**Brief**
Continue the article below about the robotic "Third Thumb," starting right after its last sentence.

Scientists have found that adding an extra robotic “thumb” worn by healthy individuals results in reorganisation and shrinkage of the brain region devoted to controlling the other thumb.
The findings come from ongoing research at University College London (UCL) into a 3D-printed robotic thumb known as “Third Thumb.” Worn on the dominant hand and operated by moving the big toe, volunteers equipped with them rapidly learned how to use the extra thumb to do all sorts of tasks—lifting, carrying, sorting and stacking multiple objects with their single enhanced hand.
However, MRI scans showed that after just a few days, participants’ brains had reorganised the natural hand’s ‘representation’ in a region associated with movement, effectively shrinking it. The researchers are not sure whether this is good or bad.
But they said it should give the growing field of ‘motor augmentation’ something to consider going forward.
Motor augmentation refers to robotic devices that can act as extra fingers or even a whole arm, with the aim of expanding the normal human movement capacity.
It might sound like science fiction but there a whole range of real applications, according to researcher Dani Clode, the designer of the Third Thumb.
She cited the example of factory workers or engineers who routinely perform repetitive but physically demand tasks.
“An extra pair of hands or digits could assist them in difficult assembly situations, allowing them to do their job in a more safe and efficient way, and perhaps without assistance from others,” Clode said.
Workers already make use of robotic exoskeletons to reduce strain in physically demanding tasks, such as working underneath cars in assembly lines.
Tamar Makin, a professor of cognitive neuroscience at UCL, said robotic appendages could be used in everything from high-precision scenarios—like surgery—to mundane chores.
“There are so many things we could do if we had hand extension,” Makin said. “We could chop vegetables while stirring a broth, or sip our coffee while typing. The opportunities are endless, but because this is such a novel concept—and because our world has been designed to accommodate our five-fingered two hands—people might struggle to imagine what it could be used for.”

**Data excerpts**
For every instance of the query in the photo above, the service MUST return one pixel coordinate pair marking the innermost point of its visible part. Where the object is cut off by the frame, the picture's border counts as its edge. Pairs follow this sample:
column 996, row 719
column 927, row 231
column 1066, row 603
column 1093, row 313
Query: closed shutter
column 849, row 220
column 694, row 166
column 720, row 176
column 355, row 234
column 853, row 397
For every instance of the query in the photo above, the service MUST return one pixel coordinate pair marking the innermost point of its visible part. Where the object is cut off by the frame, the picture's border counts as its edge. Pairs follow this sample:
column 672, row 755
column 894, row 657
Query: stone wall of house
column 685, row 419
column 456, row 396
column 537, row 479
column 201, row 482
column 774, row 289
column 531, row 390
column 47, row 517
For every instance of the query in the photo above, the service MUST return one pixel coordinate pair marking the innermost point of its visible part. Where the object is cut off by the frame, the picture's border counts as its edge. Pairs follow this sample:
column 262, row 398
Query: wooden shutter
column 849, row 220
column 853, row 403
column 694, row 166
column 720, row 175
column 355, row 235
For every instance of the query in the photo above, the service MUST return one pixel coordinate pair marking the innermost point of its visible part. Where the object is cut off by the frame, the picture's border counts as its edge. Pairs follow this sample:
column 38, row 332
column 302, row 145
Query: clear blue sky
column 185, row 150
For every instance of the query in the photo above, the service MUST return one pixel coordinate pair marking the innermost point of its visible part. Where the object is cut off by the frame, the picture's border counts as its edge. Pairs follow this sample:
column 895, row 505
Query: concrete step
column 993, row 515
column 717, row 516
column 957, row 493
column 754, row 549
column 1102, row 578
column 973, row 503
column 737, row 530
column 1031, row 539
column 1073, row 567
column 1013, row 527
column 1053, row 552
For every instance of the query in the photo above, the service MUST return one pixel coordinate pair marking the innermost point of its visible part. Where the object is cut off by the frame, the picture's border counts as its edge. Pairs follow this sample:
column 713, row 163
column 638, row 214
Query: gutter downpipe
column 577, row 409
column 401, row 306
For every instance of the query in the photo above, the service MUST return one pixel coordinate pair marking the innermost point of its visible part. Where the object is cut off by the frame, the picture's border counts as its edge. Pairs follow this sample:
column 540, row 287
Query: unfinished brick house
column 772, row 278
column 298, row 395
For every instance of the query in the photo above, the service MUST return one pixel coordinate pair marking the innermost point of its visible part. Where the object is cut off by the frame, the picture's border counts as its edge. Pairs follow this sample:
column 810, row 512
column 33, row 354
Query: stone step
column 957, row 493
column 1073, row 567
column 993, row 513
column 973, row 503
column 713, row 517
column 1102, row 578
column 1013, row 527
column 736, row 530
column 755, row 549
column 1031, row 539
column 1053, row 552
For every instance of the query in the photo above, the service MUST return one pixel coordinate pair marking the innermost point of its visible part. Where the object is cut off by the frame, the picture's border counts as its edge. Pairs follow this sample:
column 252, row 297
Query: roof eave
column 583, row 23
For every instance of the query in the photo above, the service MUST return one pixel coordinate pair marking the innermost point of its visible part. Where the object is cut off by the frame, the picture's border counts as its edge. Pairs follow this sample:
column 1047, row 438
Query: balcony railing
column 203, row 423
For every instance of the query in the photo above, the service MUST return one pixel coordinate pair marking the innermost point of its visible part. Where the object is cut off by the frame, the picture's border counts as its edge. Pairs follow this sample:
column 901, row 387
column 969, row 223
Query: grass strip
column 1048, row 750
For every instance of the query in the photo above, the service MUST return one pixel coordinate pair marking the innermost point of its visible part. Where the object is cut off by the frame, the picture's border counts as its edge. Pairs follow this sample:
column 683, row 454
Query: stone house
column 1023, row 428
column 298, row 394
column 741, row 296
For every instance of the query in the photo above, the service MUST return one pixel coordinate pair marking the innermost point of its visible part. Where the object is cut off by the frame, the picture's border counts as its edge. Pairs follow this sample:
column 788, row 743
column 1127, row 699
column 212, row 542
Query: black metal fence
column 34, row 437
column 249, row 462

**Written response**
Though these robotic upgrades offer so many possibilities, there are many unknowns. And these latest findings, published May 19 in the journal Science Robotics, raise questions.
Makin, Clode and their colleagues had 36 able-bodied volunteers learn to use the Third Thumb, performing tasks in and out the lab.
The device is worn on the pinkie side of the hand, attached by straps that wrap around the wrist and palm. The wearer operates it by manipulating sensors strapped under each big toe.
Despite that complicated-sounding toe-robot coordination, the study participants became adept at using the thumb over just five days, the researchers said.
Some change in the brain is expected because the additional thumb forced people to alter the way they moved their hand, Makin said.
“What surprised us is how quickly this happened,” she said. “After five days of practice to use the thumb, their own hand representation—which they’ve been developing over the course of their entire life—has changed.”
The ability to use their natural fingers showed no signs of degradation, but that is something they will monitor going forward.
Neurologist Dr Eran Klein, an affiliate assistant professor at the University of Washington, who studies the intersection of neurology and philosophy, said he was unsure how much weight to give the new study’s findings. “The brain changes all the time in response to learning skills,” Klein noted.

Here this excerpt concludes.